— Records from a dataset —
....................

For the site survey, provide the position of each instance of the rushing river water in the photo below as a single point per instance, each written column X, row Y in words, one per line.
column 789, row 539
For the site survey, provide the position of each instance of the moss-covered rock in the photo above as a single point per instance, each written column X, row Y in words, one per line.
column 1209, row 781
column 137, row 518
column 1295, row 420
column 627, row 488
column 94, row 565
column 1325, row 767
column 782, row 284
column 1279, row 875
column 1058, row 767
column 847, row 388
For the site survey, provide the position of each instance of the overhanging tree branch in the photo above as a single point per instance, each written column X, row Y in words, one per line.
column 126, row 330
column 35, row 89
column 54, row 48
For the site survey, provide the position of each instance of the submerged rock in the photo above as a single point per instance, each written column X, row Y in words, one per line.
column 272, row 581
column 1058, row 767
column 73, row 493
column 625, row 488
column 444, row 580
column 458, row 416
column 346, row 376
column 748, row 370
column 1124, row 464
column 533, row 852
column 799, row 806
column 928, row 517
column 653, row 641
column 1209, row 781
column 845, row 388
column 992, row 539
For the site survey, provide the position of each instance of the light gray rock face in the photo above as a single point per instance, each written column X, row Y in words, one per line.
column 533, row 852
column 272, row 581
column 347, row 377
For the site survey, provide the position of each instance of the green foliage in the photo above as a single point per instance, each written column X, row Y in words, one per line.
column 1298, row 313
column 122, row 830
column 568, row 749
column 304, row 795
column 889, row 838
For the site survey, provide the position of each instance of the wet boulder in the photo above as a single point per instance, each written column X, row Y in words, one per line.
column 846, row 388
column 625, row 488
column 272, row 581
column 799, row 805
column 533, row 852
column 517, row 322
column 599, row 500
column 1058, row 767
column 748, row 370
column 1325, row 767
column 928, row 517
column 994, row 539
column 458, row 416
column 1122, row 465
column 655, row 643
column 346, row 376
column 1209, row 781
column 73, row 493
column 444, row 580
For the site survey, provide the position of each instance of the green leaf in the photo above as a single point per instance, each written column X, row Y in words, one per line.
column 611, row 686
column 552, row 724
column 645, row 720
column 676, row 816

....................

— JOB —
Present every line of the records above as a Markdown table with the columns "No." and "Line", numbering the rows in order and omitting blank lines.

— EXERCISE RESPONSE —
| No. | Line |
|---|---|
| 1 | For the site survey, provide the position of each instance of the rushing river water in the photo below as a single point per instance, each written column X, row Y in words, one per line. |
| 2 | column 789, row 539 |
| 3 | For the site survey, provide the position of each instance of the moss-covered rock in the photo above as a single point per instance, each written column X, row Y in words, one per line. |
| 4 | column 1209, row 781 |
| 5 | column 137, row 518 |
| 6 | column 1295, row 420 |
| 7 | column 627, row 488 |
| 8 | column 94, row 565 |
| 9 | column 1325, row 767 |
| 10 | column 782, row 284 |
| 11 | column 1279, row 875 |
| 12 | column 1058, row 767 |
| 13 | column 847, row 388 |
| 14 | For the site survey, provide the position of each instance of the overhanging tree branch in the photo above as a single point per instance, each written column X, row Y in words, one per line. |
| 15 | column 126, row 330 |
| 16 | column 35, row 89 |
| 17 | column 54, row 48 |
| 18 | For the site survey, provide the position of each instance of the submerged rock in the photo above as a single point per instance, each written column X, row Y in words, one per line. |
| 19 | column 272, row 581 |
| 20 | column 1058, row 767 |
| 21 | column 73, row 493 |
| 22 | column 625, row 488 |
| 23 | column 444, row 580 |
| 24 | column 458, row 416 |
| 25 | column 346, row 376 |
| 26 | column 748, row 370 |
| 27 | column 1124, row 464 |
| 28 | column 533, row 852 |
| 29 | column 799, row 806 |
| 30 | column 928, row 517 |
| 31 | column 653, row 641 |
| 32 | column 1209, row 781 |
| 33 | column 845, row 388 |
| 34 | column 992, row 539 |
| 35 | For the site survey, provide the position of each instance of the light gray rock face in the photo above as a single point per instance, each written column X, row Y in words, one per line. |
| 36 | column 533, row 852 |
| 37 | column 272, row 581 |
| 38 | column 347, row 377 |
| 39 | For the site survey, provide the position of each instance of the green foliage in the photo above as a single point per instance, each written column X, row Y in words, one per line. |
| 40 | column 1298, row 313 |
| 41 | column 122, row 830 |
| 42 | column 568, row 749 |
| 43 | column 304, row 795 |
| 44 | column 889, row 838 |
| 45 | For the site survey, provide the position of each instance of the wet boulder in the photo above as a single point per instance, each written column X, row Y in words, one per line. |
| 46 | column 846, row 388 |
| 47 | column 625, row 488 |
| 48 | column 272, row 581 |
| 49 | column 799, row 805 |
| 50 | column 533, row 852 |
| 51 | column 517, row 322 |
| 52 | column 599, row 500 |
| 53 | column 1058, row 767 |
| 54 | column 748, row 370 |
| 55 | column 1325, row 767 |
| 56 | column 928, row 517 |
| 57 | column 994, row 539 |
| 58 | column 458, row 416 |
| 59 | column 1122, row 465 |
| 60 | column 655, row 643 |
| 61 | column 346, row 376 |
| 62 | column 1209, row 781 |
| 63 | column 73, row 493 |
| 64 | column 444, row 580 |
| 65 | For the site survey, provide the position of each instance of the green leaf in the photo above as a single point per instance, each written column X, row Y in words, one per line. |
| 66 | column 611, row 686 |
| 67 | column 552, row 724 |
| 68 | column 645, row 720 |
| 69 | column 676, row 816 |